━━━ DATA RECORDS ━━━

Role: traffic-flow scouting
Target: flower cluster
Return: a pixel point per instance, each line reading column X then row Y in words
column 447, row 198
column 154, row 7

━━━

The records above are to be given again in full, word for word.

Role: traffic-flow scouting
Target: flower cluster
Return: a pixel point per instance, each line reading column X then row Y in words
column 447, row 198
column 154, row 7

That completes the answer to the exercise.